Required tasks
a - List the religious groups named in the opening question of the column about the Hosanna-Tabor Supreme Court case.
b - Extend the column about the Hosanna-Tabor Supreme Court case, picking up after its last sentence.

This column is posted in its entirety from USA Today and was written by my friend Tommy Kidd. It's an important read. The implications are far-reaching (like hiring practices in churches and even Matthew 18-esque discipline of church members). Sounds like a great opportunity to pray.
What do evangelical Christians, Mormons, Jews, Hindus, Muslims and Hare Krishnashave in common? Normally, you wouldn't expect these groups to agree on much. In the Supreme Court case Hosanna-Tabor Church v. EEOC, however, an incredible array of faith groups — including representatives of these and other religions — have filed amicus briefs in favor of the church. Led by the non-sectarian Becket Fund for Religious Liberty, Hosanna-Tabor's defenders know that a decision against the church could have terrible consequences for freedom of conscience in America.
This case — which will be argued before the Supreme Court on Wednesday — began when the Hosanna-Tabor Evangelical Lutheran Church in Michigan dismissed a teacher, Cheryl Perich, from its church-run grade school. Perich taught a variety of subjects, including religion classes, and she led students in daily prayers. She also began a lengthy struggle with narcoleptic symptoms — including unpredictable bouts of sleep — in 2004.

Dataset
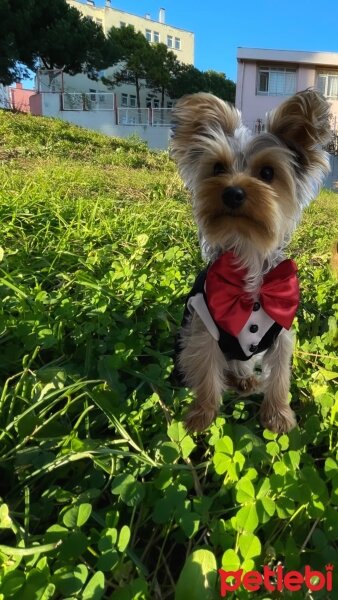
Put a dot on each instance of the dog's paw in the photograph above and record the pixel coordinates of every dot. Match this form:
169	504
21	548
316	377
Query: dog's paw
243	385
198	419
278	418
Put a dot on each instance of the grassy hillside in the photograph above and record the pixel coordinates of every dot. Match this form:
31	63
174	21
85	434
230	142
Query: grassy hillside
102	493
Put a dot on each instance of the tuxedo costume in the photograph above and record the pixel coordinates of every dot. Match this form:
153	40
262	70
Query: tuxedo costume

Numbered responses
a - Evangelical Christians, Mormons, Jews, Hindus, Muslims, Hare Krishnas

b -
When the church signaled that it wished to amicably release her from her "calling" as a teacher (a congregationally approved position), Perich threatened to sue the church for disability discrimination. Her principal reminded her that civil lawsuits within the church contradicted Lutheran teachings, but Perich persisted. Hosanna-Tabor accordingly voted to rescind her call, and Perich sued, saying the church retaliated against her for asserting her rights under the Americans with Disabilities Act. She asked for reinstatement to her position.
Honoring 'ministerial exemption'
This case could strike at the heart of the "ministerial exemption," which protects faith-based organizations from political meddling, especially on questions related to the employment of religious workers. The First Amendment's ban on a religious "establishment" assumes that politicians and judges should not adjudicate matters of faith.
But in a jarring departure from precedent, the Department of Justice argued in an August brief that the ministerial exemption, if it even exists, is exceedingly narrow, applying only to clergy whose duties are "exclusively religious" (forgetting that even ministers have many earthly duties). Justice lawyers insist that Perich's position as a Christian school teacher is not subject to the ministerial exemption.
The Founding Fathers intended the First Amendment's religion clauses to restrict the government from interfering with religious matters. Secularist advocacy groups, including those supporting Perich, always seek to restrain the government from assisting faith organizations, even indirectly. They would howl with protest, for example, if Michigan provided vouchers to help students attend Hosanna-Tabor's school. So why would secularists and their partners at the Justice Department approve of the government directly interfering with that same religious school by ordering it to hire a certain teacher?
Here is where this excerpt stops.